[Labeled-object pointing records]
#####
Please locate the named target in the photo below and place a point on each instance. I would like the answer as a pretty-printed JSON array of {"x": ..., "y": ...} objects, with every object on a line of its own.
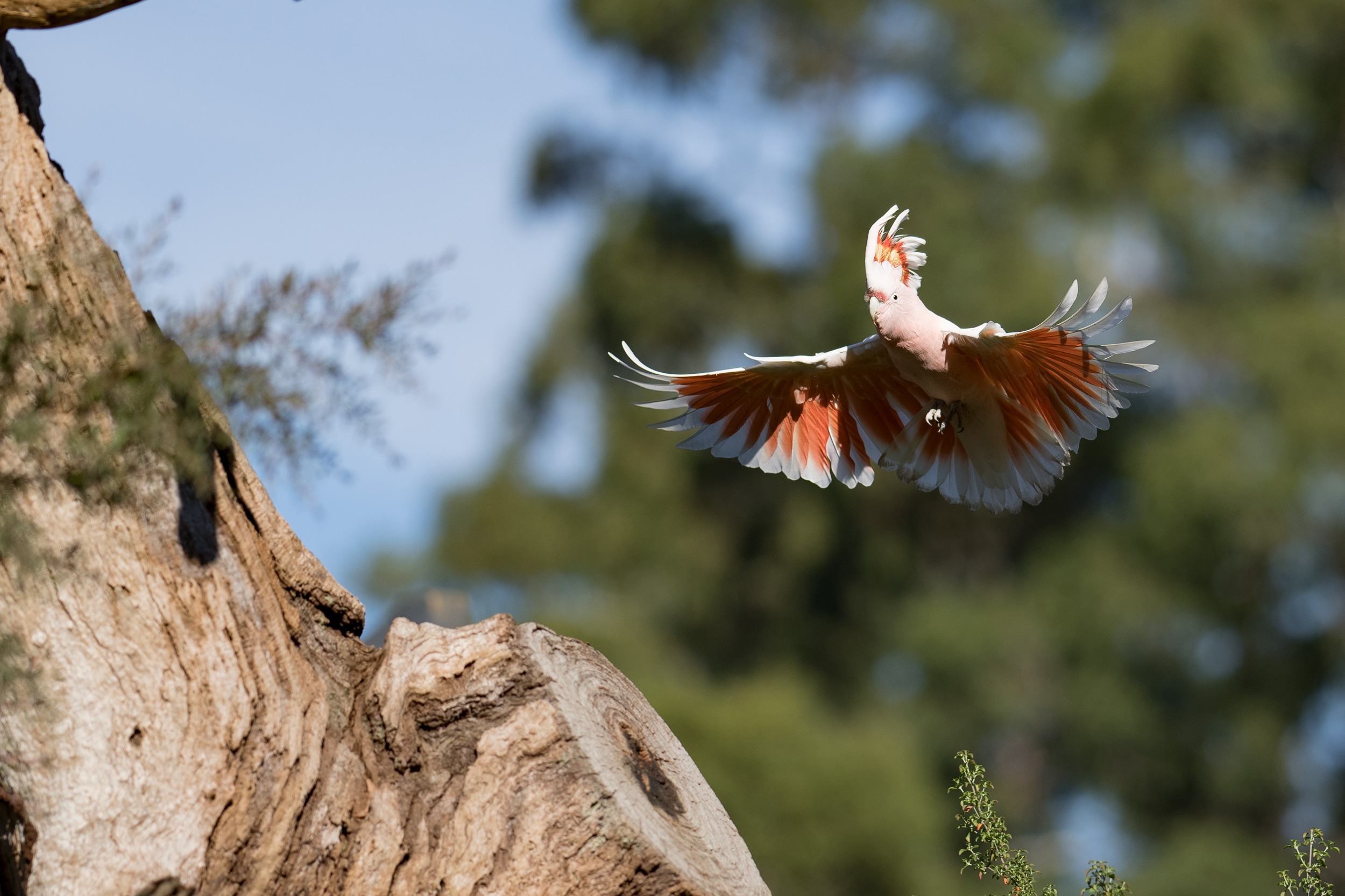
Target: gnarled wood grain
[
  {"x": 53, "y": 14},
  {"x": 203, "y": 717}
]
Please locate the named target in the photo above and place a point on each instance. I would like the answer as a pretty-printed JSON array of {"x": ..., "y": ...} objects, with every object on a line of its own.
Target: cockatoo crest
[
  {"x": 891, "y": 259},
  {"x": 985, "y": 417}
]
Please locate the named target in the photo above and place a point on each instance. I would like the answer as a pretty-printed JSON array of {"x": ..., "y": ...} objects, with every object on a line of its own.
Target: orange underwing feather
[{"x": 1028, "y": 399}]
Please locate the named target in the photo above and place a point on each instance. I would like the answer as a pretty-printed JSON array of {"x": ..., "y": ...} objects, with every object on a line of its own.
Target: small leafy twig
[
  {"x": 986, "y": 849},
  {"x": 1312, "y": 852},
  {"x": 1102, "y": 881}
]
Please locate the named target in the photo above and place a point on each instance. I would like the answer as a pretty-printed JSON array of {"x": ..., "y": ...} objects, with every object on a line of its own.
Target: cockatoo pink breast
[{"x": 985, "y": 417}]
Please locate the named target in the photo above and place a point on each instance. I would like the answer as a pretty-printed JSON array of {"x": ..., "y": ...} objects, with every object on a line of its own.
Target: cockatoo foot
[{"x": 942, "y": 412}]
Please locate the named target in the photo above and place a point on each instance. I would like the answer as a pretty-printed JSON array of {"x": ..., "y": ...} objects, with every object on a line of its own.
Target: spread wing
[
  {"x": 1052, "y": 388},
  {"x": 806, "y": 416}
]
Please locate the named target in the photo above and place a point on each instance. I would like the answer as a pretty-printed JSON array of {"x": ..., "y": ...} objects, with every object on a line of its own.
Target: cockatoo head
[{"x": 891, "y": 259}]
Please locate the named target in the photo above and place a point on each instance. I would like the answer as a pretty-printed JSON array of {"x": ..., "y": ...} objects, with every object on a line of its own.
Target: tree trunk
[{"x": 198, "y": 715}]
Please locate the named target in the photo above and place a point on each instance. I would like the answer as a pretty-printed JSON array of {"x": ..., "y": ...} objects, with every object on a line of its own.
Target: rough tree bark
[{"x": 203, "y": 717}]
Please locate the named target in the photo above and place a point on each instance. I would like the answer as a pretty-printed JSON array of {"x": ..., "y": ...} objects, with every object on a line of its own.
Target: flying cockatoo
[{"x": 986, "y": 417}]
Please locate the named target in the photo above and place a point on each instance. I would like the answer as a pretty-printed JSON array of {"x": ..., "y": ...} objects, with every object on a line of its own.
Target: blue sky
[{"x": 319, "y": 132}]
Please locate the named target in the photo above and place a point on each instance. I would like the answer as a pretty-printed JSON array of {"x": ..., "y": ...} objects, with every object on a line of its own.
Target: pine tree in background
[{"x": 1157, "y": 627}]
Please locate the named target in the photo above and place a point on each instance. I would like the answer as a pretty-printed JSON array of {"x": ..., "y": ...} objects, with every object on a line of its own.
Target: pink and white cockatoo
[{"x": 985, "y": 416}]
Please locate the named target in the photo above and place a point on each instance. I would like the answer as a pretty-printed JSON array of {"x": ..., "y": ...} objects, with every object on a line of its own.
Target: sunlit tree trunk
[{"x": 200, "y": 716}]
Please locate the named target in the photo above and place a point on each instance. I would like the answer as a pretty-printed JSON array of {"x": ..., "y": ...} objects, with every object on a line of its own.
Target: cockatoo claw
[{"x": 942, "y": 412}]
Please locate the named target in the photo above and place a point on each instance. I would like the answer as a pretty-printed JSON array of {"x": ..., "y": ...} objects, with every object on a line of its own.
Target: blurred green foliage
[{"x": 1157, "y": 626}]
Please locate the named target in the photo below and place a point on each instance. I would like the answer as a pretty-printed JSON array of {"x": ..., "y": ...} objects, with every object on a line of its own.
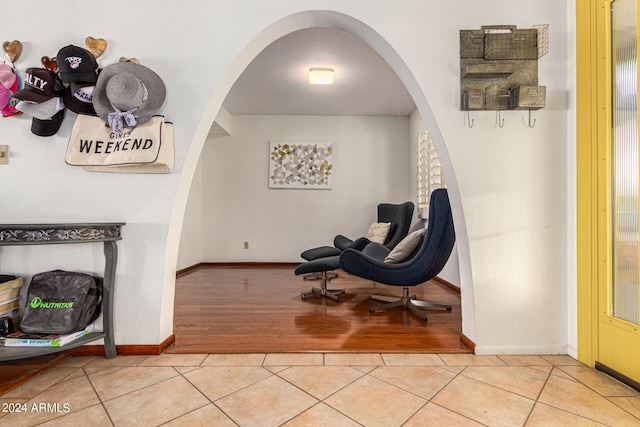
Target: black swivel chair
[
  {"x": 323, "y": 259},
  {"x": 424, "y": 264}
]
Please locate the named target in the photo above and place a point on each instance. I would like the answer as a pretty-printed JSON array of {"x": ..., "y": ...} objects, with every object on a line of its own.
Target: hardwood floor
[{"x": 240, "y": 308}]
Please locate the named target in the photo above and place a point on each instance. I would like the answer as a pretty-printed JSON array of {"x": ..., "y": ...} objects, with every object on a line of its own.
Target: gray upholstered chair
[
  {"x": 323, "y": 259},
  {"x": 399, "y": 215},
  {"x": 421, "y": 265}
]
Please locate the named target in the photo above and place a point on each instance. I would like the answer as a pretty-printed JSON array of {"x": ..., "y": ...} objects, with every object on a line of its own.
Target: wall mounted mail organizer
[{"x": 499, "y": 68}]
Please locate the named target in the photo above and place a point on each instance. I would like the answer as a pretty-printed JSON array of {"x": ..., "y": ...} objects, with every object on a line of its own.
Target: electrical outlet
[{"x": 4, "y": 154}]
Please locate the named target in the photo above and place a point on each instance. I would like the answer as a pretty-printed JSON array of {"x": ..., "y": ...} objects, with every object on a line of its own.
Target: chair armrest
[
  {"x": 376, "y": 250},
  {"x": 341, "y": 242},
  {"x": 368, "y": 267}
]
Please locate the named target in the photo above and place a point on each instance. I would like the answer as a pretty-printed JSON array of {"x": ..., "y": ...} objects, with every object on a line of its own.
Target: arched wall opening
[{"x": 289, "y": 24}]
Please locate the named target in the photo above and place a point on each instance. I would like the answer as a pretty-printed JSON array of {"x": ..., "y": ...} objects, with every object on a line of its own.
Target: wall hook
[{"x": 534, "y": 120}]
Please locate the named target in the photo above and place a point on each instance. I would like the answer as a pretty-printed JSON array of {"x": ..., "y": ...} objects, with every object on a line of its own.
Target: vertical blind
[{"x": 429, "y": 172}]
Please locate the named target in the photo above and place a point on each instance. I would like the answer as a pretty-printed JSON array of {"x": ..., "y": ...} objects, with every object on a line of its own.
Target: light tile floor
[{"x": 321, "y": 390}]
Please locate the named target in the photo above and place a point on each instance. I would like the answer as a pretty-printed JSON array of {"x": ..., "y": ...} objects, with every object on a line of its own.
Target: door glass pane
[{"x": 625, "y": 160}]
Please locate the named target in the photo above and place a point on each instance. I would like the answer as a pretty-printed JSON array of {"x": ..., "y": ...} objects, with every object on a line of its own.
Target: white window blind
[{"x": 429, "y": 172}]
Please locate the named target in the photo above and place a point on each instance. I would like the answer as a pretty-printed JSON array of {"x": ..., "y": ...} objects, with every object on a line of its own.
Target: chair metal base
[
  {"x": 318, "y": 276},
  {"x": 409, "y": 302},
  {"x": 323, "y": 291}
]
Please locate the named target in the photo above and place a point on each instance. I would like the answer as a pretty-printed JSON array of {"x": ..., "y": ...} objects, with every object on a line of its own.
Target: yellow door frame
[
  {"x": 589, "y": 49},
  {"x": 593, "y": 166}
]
#####
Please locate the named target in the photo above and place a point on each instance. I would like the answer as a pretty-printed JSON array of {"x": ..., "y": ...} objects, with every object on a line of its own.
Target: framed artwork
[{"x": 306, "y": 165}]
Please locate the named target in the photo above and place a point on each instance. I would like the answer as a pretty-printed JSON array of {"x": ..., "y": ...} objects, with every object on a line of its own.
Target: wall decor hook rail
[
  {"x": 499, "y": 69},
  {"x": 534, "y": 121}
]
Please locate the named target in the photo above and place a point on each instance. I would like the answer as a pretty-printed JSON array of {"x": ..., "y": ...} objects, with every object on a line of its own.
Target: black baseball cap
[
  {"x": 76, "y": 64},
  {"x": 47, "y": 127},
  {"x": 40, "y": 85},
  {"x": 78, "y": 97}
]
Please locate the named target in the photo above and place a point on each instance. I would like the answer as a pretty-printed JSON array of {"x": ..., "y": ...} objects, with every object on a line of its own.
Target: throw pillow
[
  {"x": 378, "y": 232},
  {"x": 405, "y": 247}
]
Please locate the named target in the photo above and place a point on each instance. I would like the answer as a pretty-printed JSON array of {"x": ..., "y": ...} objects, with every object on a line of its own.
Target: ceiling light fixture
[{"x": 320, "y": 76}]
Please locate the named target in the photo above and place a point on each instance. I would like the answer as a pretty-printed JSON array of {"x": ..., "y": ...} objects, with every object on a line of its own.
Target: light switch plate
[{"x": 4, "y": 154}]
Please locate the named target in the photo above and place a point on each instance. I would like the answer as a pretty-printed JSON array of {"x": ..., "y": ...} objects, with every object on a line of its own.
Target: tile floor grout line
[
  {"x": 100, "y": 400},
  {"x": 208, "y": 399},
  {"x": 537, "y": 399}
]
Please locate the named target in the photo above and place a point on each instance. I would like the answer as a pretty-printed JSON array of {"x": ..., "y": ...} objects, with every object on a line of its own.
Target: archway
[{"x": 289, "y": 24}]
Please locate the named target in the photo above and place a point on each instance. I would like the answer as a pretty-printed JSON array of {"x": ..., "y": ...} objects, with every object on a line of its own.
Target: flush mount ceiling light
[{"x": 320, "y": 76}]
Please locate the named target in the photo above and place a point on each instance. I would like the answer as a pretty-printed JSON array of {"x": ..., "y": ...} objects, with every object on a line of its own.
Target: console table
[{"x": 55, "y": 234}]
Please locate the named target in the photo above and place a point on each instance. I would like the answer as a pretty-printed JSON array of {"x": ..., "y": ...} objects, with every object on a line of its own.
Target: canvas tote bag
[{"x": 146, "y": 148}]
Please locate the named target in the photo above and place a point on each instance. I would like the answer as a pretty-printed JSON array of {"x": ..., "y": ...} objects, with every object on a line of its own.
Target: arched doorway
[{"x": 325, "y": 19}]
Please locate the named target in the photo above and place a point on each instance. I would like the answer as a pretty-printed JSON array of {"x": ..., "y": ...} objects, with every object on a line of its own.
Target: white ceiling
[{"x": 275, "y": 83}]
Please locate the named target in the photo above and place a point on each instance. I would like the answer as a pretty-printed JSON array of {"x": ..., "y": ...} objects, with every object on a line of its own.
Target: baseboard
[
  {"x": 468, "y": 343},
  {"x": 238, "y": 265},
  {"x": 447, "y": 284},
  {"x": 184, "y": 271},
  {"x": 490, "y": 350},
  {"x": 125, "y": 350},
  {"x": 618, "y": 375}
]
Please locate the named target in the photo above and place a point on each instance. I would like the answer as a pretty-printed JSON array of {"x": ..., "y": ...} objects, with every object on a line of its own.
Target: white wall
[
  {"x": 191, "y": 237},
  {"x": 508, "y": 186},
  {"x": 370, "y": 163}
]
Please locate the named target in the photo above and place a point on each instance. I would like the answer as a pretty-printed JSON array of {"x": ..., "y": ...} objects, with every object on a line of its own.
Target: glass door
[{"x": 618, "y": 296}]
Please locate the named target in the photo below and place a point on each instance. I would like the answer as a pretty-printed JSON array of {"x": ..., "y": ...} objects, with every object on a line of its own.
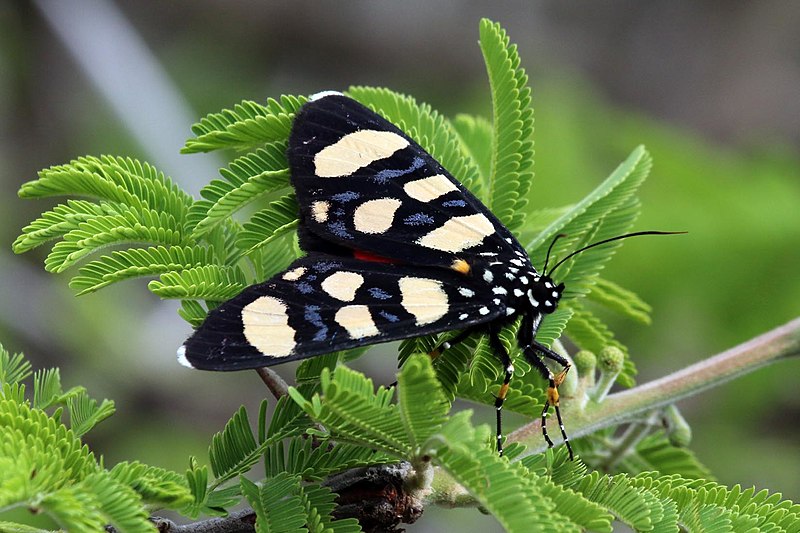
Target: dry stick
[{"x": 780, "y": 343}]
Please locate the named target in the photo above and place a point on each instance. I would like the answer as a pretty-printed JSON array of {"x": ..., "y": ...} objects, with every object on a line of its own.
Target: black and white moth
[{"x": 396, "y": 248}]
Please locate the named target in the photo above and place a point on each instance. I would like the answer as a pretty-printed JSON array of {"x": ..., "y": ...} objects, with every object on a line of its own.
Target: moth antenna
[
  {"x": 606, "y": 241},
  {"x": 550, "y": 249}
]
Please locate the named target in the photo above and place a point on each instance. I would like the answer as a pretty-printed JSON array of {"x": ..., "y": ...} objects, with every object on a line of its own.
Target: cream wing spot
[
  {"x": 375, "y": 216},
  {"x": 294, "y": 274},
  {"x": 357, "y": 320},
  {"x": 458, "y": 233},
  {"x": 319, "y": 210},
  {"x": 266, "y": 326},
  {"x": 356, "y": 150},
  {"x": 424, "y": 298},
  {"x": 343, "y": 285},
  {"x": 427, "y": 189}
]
#####
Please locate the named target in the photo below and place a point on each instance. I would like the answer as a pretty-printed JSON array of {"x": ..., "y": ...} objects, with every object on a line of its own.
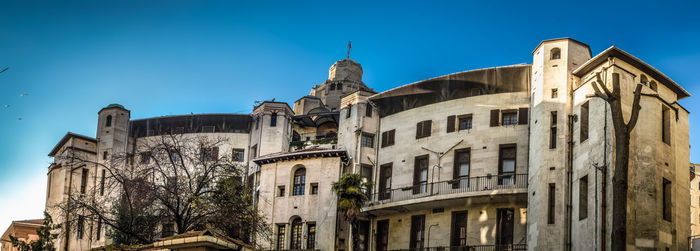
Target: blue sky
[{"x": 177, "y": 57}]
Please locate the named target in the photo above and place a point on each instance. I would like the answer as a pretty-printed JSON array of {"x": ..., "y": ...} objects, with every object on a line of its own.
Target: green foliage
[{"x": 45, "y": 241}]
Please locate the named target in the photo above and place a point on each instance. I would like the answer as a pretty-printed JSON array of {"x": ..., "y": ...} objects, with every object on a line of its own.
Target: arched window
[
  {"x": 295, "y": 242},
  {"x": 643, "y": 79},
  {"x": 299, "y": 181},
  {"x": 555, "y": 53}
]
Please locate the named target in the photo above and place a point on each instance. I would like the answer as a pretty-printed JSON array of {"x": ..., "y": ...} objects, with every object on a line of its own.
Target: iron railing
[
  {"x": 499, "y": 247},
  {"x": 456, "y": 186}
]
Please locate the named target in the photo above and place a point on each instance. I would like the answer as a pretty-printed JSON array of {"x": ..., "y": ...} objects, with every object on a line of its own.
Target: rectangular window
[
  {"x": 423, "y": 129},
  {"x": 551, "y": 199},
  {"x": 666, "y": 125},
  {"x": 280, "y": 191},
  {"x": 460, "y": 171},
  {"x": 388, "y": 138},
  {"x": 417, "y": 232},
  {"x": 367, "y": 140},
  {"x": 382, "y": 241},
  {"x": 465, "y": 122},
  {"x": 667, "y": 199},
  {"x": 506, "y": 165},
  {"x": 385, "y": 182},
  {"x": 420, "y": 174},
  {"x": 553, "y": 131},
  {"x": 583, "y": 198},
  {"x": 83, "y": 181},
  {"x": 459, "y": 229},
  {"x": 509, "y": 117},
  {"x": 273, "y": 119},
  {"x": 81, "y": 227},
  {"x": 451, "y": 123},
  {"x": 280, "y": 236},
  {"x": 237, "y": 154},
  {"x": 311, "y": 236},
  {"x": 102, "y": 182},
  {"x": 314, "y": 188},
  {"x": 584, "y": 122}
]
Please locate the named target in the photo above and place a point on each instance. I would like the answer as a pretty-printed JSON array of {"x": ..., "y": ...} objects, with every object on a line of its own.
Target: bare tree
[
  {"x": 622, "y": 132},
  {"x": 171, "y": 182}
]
#####
Show every line of the records above that contains the word "trunk".

Target: tree trunk
Target: sunlit tree trunk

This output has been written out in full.